> _FRAGMENTO DE PÁGINA_:
****************************************

Superar la barrera de desigualdad que históricamente ha vivido
la jerarquía y el laicado y que ha llevado a que no todos participen en los niveles
de decisión eclesial, será una tarea muy ardua y difícil. Pero lo que más llama
la atención o parece casi inconcebible es que en grupos de iglesia formados
solo por laicado también se presente tanta resistencia a dar participación
plena a todos los miembros que conforman aquellos grupos. Conozco algunas asociaciones
de fieles laicos que, en sus orígenes, se constituyeron con diversos tipos de grupos:
uno de ellos que centraliza las instancias de decisión y los otros que,
compartiendo la misión, no participan en los niveles de gobierno. A lo largo de
las últimas décadas se ha visto que un laicado activo -como se ha buscado vivir
en el postconcilio- implicaba niveles de mayor participación de todos los
miembros de cualquier grupo eclesial. Por eso, algunas de estas asociaciones
han hecho procesos para dar mayor participación en los niveles de misión y de
gobierno. Pero ante esa propuesta, se han levantado algunas voces invocando el
carisma fundacional donde pareciera que el fundador o fundadora habría
dispuesto esa jerarquía entre grupos como algo constitutivo y, por tanto, hacer
cualquier cambio, sería atentar contra dicho carisma. Algunos procesos que
llevaban un buen tiempo de reflexión y de puesta en práctica de un modelo mucho
más sinodal se han parado por esas voces que no están dispuestas a cambiar.

****************************************

> _INFORMACIÓN REGISTRADA_:
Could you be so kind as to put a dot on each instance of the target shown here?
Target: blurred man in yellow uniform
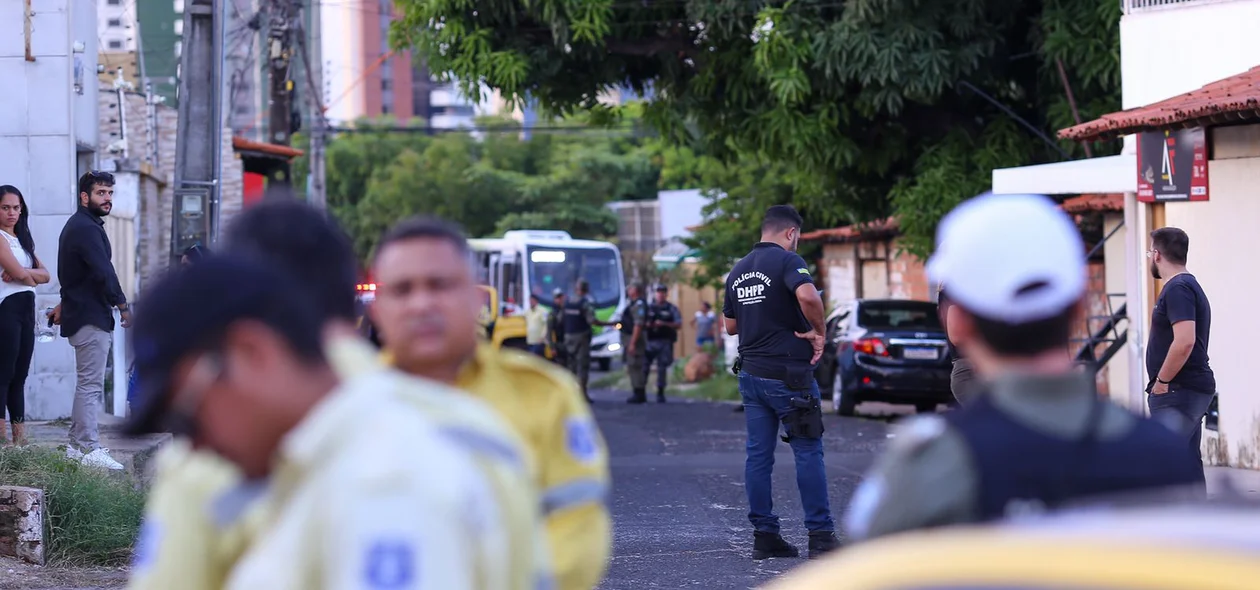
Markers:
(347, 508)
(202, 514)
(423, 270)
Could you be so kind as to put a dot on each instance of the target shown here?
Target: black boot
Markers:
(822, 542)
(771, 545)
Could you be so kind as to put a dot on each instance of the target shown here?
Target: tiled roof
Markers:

****************************************

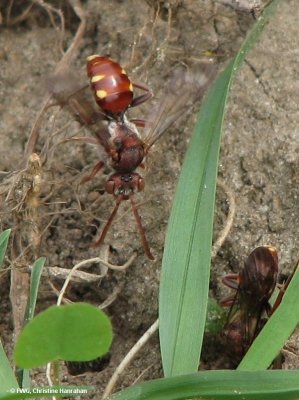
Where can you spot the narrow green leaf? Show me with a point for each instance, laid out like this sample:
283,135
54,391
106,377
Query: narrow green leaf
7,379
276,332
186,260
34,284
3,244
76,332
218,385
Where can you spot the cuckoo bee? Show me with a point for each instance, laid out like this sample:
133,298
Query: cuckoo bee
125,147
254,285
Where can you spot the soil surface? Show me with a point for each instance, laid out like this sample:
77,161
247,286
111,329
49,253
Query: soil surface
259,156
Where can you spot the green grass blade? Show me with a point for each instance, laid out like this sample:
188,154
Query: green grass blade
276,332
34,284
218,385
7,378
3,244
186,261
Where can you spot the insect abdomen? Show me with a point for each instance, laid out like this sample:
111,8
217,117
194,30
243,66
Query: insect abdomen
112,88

****************************************

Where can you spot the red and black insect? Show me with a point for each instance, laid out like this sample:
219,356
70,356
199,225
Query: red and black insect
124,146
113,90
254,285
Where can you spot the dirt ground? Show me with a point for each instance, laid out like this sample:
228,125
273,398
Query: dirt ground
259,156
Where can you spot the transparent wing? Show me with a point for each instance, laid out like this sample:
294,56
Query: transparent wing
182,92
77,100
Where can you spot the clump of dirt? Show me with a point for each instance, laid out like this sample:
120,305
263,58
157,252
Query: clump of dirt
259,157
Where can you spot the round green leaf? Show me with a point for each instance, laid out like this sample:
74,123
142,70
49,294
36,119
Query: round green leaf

****************************************

> _TAREAS POR REALIZAR_:
**A)** Reescribe en forma de lista el párrafo del extracto sobre la participación del laicado que empieza con «Superar la barrera de desigualdad» y conserva sus datos principales.
**B)** Continúa el extracto sobre la participación del laicado a partir de su última oración.

> _RESULTADOS ESPERADOS_:
**A)**
- Superar la desigualdad histórica entre jerarquía y laicado, que ha impedido que todos participen en los niveles de decisión eclesial, será una tarea muy ardua y difícil.
- Llama la atención que incluso en grupos de iglesia formados solo por laicos haya tanta resistencia a dar participación plena a todos sus miembros.
- Algunas asociaciones de fieles laicos se constituyeron en sus orígenes con un grupo que centraliza las decisiones y otros que comparten la misión sin participar en el gobierno.
- En las últimas décadas se ha visto que un laicado activo, como el que se ha buscado vivir en el postconcilio, implica mayor participación de todos los miembros. Por eso, algunas de estas asociaciones han hecho procesos para ampliar la participación en la misión y en el gobierno.
- Ante esa propuesta, algunas voces invocan el carisma fundacional, como si el fundador o fundadora hubiera dispuesto esa jerarquía entre grupos como algo constitutivo, y sostienen que cualquier cambio atentaría contra dicho carisma.
- Esas voces, que no están dispuestas a cambiar, han detenido procesos que llevaban tiempo de reflexión y de puesta en práctica de un modelo más sinodal.

**B)**
Valga este ejemplo para recordar que un carisma nace en el
seno de la iglesia y tiene su vigencia en la medida que siga siendo
significativo para los modelos eclesiales que los signos de los tiempos van
configurando. Además, es importante saber que la tradición eclesial tiene tres
funciones: (1) Función constructiva: es la forma fundacional en la que se sustenta
y desarrolla un carisma. (2) Función de conservación: corresponde a la
fidelidad de los seguidores para mantener la sustancia vital del carisma recibido
(3) Función innovadora: que se refiere a la capacidad de apropiarse del carisma
fundacional y, manteniendo la fidelidad, recrearlo en los nuevos contextos, de
manera que responda verdaderamente a los desafíos de cada tiempo presente. Un
carisma que no asume los modelos eclesiales que el espíritu va suscitando, no
puede mantener su vitalidad y significado y es sensato preguntarse si tiene
sentido seguir manteniéndolo.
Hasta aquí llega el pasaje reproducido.